• _JOB_:
Write out the records below once more, exactly as they stand.

• _ENTRIES SUPPLIED_:

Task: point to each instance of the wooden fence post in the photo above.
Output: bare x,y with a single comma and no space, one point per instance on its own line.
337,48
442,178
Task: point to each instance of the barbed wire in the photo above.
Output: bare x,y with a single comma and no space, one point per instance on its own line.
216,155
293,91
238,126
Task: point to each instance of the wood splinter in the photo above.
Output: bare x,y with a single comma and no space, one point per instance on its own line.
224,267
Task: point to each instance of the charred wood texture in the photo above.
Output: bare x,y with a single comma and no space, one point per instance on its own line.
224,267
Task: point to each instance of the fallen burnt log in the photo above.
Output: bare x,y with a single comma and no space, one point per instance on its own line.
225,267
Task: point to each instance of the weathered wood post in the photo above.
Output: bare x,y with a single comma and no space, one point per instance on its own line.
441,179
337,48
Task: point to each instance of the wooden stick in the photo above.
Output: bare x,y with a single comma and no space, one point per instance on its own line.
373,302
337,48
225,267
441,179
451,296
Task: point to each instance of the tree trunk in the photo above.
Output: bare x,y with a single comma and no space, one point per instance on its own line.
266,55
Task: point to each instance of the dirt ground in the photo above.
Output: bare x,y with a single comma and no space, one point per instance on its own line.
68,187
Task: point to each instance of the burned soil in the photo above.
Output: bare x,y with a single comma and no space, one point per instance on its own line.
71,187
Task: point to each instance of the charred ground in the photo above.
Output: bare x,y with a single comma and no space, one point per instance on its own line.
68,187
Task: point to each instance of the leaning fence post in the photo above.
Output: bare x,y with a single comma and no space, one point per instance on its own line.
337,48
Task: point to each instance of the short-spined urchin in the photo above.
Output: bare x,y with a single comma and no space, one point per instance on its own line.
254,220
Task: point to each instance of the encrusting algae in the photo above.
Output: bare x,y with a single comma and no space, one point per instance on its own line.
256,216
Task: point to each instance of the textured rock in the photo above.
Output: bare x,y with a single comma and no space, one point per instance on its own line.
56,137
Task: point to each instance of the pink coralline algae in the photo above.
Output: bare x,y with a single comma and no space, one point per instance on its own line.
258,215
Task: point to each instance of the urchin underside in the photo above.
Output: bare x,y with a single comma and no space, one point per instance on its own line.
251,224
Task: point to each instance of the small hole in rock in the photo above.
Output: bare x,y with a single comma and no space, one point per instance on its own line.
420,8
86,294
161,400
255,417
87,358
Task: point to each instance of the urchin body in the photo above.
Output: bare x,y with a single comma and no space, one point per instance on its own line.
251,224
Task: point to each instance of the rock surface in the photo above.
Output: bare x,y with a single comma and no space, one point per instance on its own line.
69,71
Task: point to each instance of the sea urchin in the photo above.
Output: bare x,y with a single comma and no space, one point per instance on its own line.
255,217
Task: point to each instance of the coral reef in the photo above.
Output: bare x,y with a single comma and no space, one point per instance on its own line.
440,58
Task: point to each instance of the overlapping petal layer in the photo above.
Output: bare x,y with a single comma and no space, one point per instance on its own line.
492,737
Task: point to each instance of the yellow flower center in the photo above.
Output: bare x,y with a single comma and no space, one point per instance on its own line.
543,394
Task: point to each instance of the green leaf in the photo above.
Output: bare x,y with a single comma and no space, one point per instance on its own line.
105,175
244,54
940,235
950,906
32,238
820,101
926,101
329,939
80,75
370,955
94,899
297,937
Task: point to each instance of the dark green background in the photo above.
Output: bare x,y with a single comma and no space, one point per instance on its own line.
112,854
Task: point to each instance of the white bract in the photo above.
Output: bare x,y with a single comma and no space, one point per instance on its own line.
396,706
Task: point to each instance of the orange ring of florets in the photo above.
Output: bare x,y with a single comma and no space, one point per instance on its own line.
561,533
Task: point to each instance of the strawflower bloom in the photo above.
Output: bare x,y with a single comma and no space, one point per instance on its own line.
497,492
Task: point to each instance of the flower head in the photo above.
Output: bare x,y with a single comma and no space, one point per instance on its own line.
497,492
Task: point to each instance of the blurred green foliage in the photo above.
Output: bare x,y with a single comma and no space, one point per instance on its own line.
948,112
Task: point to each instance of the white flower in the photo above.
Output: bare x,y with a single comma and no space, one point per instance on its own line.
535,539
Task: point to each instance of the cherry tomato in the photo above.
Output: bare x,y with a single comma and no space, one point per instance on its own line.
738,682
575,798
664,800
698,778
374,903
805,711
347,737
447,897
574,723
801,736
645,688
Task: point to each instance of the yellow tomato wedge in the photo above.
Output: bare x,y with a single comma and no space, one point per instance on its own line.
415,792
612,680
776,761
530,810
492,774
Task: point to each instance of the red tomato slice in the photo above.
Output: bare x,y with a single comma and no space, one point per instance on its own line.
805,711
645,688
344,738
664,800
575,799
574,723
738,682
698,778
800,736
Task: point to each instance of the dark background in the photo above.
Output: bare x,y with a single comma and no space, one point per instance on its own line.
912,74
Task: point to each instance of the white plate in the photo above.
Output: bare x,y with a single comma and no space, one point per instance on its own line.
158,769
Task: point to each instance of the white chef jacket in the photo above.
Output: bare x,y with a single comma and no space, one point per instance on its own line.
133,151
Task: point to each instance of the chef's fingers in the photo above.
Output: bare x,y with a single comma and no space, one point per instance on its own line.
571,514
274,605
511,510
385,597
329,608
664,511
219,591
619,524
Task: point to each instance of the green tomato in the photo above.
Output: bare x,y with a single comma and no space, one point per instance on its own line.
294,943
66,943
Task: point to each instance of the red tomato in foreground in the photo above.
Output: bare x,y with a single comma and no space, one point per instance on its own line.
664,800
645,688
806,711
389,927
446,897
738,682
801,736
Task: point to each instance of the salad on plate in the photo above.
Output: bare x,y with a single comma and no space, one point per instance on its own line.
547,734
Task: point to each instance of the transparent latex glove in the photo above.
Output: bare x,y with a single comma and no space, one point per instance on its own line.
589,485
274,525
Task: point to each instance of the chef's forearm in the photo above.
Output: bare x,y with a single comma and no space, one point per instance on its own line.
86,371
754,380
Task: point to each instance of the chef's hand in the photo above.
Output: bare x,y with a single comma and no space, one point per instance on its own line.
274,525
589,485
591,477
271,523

• _EXERCISE OUTPUT_:
Task: point to each instance of the wooden fence post in the photo above.
Output: bare x,y with a single comma and no space, one point per instance on its own line.
337,48
442,178
Task: point to each instance of the barbed wire in the photo above.
Output: bare x,y with a single comma and no space, one point per instance on its own line.
216,155
293,91
238,126
Task: point to each instance of the wood splinter in the photo above.
Output: bare x,y with a single comma and no space, one point per instance on its own line.
224,267
Task: point to each instance of the charred wood texture in the photo above.
Output: bare x,y with a single comma and no space, one point per instance on its own line.
224,267
Task: point to each instance of the fallen burnt log in the photo above.
Output: bare x,y with a single comma and no space, one point per instance on its own line.
225,267
Task: point to each instance of the weathered wood post in the photo above.
Output: bare x,y with a single comma and no space, one point per instance on its own line.
441,179
337,48
Task: point to each instance of the wooden stick in the photo above.
Output: bare x,y with a single comma and no space, one point per instance on its own line.
373,302
337,48
225,267
441,179
451,296
Task: point to each instance of the tree trunk in the photo above.
Output: bare x,y with a single comma and no space, one point per instance on its own line.
266,55
Task: point to each instance of the dirt ground in the photo above.
Output: bare x,y with a single comma and no space, one point per instance on its own line.
68,187
Task: point to each instance of the burned soil in the photo above.
Output: bare x,y with a single comma and no space, one point per instance on its own line.
71,187
Task: point to each instance of the charred ground in the photo above.
Output: bare x,y with a single comma and no space, one point per instance on its own line.
68,187
Task: point to each instance of the leaning fence post in the photo above.
Output: bare x,y with a single comma and no space, one point per instance on its own line.
337,48
Task: point to each instance of the short-spined urchin in the photo above.
Output: bare x,y with a single comma and no space, one point per instance on its own line.
254,220
Task: point to each instance of the encrusting algae in the photo above.
Output: bare x,y with a single comma and no space, one point per instance on its own line.
256,216
Task: point to each instance of the textured rock in the photo above.
Output: bare x,y with a single comma and no space, one point per instance on its own line.
56,137
Task: point to each instance of the pink coralline algae in the photo above.
Output: bare x,y with a single comma and no space, one point per instance on its own line.
258,215
Task: point to each instance of the urchin underside in the photo above.
Output: bare x,y with a single comma and no space, one point per instance on its own line.
251,224
Task: point to each instance of the small hole in rock in the photo above.
Output: bare x,y with a single comma and no space, one point per instance on its own line.
420,8
86,294
161,400
255,417
87,358
Task: point to each instance of the urchin body in the photo above.
Output: bare x,y with a single comma and no space, one point per instance on its own line.
251,224
Task: point to each instance of the rock surface in the photo above.
Output: bare x,y with a single comma and no space, one point per instance on its own line.
69,71
Task: point to each instance of the sea urchin in the photo above.
Output: bare x,y with a single comma and no space, one point per instance on its own line.
255,217
Task: point to each instance of the coral reef in the photo above.
Output: bare x,y with a single comma and no space, one point per instance on its own line.
440,58
Task: point to each instance of the overlapping petal layer in the photo above.
Output: bare x,y with a single comma and no space, one point per instance on its own line.
492,737
Task: point to each instance of the yellow flower center in the photo above.
Output: bare x,y with a single comma and no space, one point per instance on its own line.
543,394
Task: point to each instance of the green leaf in the photo above.
Output: bare x,y with a single comma and no space, one point per instance on its own line.
105,175
244,54
940,235
950,906
32,238
820,101
926,101
329,939
80,75
370,955
94,899
297,937
Task: point to each instance of the dark green background in the photo above.
Output: bare x,y with a single comma and no space, one point per instance on its own line.
112,854
Task: point to each instance of the white bract in the photo above.
Output: bare x,y with a single comma and no space, one point per instance on its own line.
396,706
Task: point to each instance of the orange ring of florets in the photo above.
Output: bare x,y with a single comma and no space, one point per instance on its own line.
561,533
Task: point to each instance of the strawflower bloom in the photo above.
Output: bare x,y with a single comma and no space, one point per instance on its own line.
497,492
Task: point to each instance of the flower head in the photo above.
Output: bare x,y with a single comma and no space, one point per instance on its own line.
497,492
Task: point to each instance of the blurred green foliage in the photo above.
Output: bare x,y with a single comma and no space, one point per instance on its own line.
948,112
Task: point to each instance of the white flower in the photo above.
Output: bare x,y with a single comma and no space, one point per instance on its own line.
535,539
Task: point to each instance of the cherry tomato in the photo above.
Output: bare x,y with a single comma and no space, one point per instance on its own line.
738,682
575,798
664,800
698,778
374,903
805,711
347,737
447,897
574,723
801,736
645,688
Task: point to each instance of the yellow tomato wedge in the photo above.
Output: bare x,y with a single comma and no space, one point per instance on its own line.
415,792
612,680
776,761
530,810
492,774
Task: point to each instance of the red tomato slice in the photo above.
Output: bare x,y with a single comma and no space, one point per instance on its own line.
805,711
645,688
344,738
664,800
575,799
574,723
738,682
698,778
800,736
Task: point to each instance of the dark background in the photo above.
Output: bare x,y with a single comma and no space, one point per instance on its own line.
912,74
Task: point to each instance of the white plate in the photo above.
Output: bare x,y with a single comma and no space, one point per instance on its own line.
158,769
Task: point to each instance of the white chef jacket in the photo above.
Output: bare x,y with a single comma and no space, one point per instance on its own line.
133,151
Task: point to each instance of the chef's fingers in the photo above.
Output: bare x,y with a single comma and no space, one point per instance on its own line.
571,514
274,605
511,510
385,597
329,608
664,511
219,591
619,524
Task: point to each instance of the green tomato in the photo above.
Output: bare x,y with a single comma and no space, one point per instance on its own line.
294,943
66,943
Task: point to each instance of the red tomato in foreground in the photo above.
Output: bare x,y with a single comma and no space, one point per instance on its own line.
664,800
645,688
806,711
389,927
446,897
738,682
801,736
Task: point to each instance of the salad on plate in the photo above.
Output: bare x,y with a single comma and no space, one point per instance on its own line.
547,734
Task: point to each instance of the transparent latex glove in the photo above.
Output: bare x,y with a single comma and no space, one point per instance on its own line.
589,485
274,525
Task: point to each instance of the chef's forearm in the photo above.
Output: bare x,y with a single comma and no space, one point per instance on its own line.
86,371
754,380
Task: point to each instance of the chef's hand in the photo above.
Output: bare x,y with a single comma and no space, one point per instance on its own line.
274,525
589,485
591,477
271,523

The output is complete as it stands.